### What you will do
Each entry should be printed exactly, with its images omitted.

Image point grounding data:
==============================

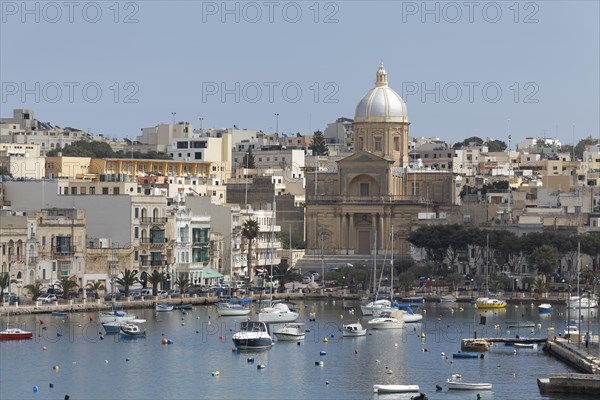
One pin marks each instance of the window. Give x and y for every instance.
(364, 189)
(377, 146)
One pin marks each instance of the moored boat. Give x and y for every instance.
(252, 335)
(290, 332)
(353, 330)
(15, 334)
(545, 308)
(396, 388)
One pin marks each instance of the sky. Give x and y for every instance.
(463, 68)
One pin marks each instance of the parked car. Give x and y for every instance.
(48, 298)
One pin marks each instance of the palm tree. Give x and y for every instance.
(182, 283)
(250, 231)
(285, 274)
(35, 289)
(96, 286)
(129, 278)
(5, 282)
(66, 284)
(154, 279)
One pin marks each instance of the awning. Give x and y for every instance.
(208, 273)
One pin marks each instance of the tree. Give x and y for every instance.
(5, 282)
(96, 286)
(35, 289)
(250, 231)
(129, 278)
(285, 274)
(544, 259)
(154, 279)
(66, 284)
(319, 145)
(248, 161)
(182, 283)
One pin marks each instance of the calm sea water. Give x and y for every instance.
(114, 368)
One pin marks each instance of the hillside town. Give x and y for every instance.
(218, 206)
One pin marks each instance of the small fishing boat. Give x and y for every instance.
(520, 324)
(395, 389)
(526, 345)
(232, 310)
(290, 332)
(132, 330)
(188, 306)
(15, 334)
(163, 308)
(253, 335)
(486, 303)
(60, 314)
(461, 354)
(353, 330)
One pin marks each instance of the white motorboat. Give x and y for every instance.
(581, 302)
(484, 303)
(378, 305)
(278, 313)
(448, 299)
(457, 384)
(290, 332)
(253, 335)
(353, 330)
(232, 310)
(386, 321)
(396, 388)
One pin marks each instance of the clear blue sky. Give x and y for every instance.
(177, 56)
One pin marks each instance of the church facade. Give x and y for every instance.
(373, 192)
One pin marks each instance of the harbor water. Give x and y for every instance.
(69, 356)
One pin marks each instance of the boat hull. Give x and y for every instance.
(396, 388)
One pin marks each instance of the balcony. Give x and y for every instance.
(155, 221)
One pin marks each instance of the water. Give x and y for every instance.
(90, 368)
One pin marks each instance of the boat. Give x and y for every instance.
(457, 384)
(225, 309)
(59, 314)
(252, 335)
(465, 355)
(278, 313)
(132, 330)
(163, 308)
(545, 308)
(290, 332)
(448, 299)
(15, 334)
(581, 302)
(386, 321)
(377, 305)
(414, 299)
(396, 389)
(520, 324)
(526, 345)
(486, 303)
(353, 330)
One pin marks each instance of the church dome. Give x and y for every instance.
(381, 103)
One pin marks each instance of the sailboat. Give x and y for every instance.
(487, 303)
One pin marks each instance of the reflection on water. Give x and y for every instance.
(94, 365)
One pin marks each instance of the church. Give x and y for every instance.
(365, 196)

==============================

### Solved exercise
One pin marks each instance of the window. Give x and y for every instance.
(364, 189)
(377, 146)
One pin marks each instance of the moored boat. Give x and y for every instance.
(252, 335)
(290, 332)
(353, 330)
(15, 334)
(545, 308)
(396, 388)
One pin marks each instance of the sky. Give x and y for every instance.
(463, 68)
One pin marks each instance of the parked car. Give x and y for every instance.
(48, 298)
One pin marks each instance of the palm tree. Give x and y for every instance.
(182, 283)
(250, 231)
(285, 274)
(35, 289)
(96, 286)
(129, 278)
(5, 282)
(66, 284)
(154, 279)
One pin marks each instance of the awning. Give x and y for every instance.
(208, 273)
One pin marks each instance of the tree. Give x and y for every instance.
(5, 282)
(96, 286)
(35, 289)
(250, 231)
(129, 278)
(285, 274)
(544, 259)
(154, 279)
(66, 284)
(319, 145)
(248, 161)
(182, 283)
One pin marks each instance of the calm sea water. Give x and y for every instance.
(114, 368)
One pin marks each instance of the hillside town. Give x and y for every instance.
(218, 206)
One pin marks each instance of the small fishing boat. Give x and y for every instance.
(520, 324)
(395, 389)
(526, 345)
(232, 310)
(290, 332)
(132, 330)
(188, 306)
(15, 334)
(163, 308)
(253, 335)
(486, 303)
(60, 314)
(461, 354)
(353, 330)
One pin marks each instance of the white motorboat. Give x and y for every instance.
(581, 302)
(484, 303)
(378, 305)
(278, 313)
(448, 299)
(457, 384)
(290, 332)
(253, 335)
(353, 330)
(232, 310)
(386, 321)
(396, 388)
One pin marks each instance of the clear blue sky. Give x and y for every instance.
(177, 56)
One pin marks each instance of the church facade. Give x and y for every instance.
(373, 192)
One pin marks each instance of the harbor water. Give x and y for every instance.
(69, 356)
One pin marks each instance of the boat hull. Give x and y for every instance.
(396, 388)
One pin marks each instance of the balcony. Give x and y for every instance.
(155, 221)
One pin marks each instance of the water. Give x and y for every instance.
(90, 368)
One pin marks each instance of the boat. Give x and y for every instance.
(457, 384)
(225, 309)
(59, 314)
(252, 335)
(465, 355)
(278, 313)
(132, 330)
(163, 308)
(545, 308)
(290, 332)
(448, 299)
(15, 334)
(581, 302)
(386, 321)
(377, 305)
(414, 299)
(396, 389)
(520, 324)
(526, 345)
(486, 303)
(353, 330)
One pin marks each instance of the church dome. Give x and y for every instance.
(381, 103)
One pin marks each instance of the sailboat. Give x and y for every instance.
(487, 303)
One pin marks each instance of the reflection on water. Give x and y for every instance.
(94, 365)
One pin marks each instance of the church. Give x and y for every instance.
(365, 196)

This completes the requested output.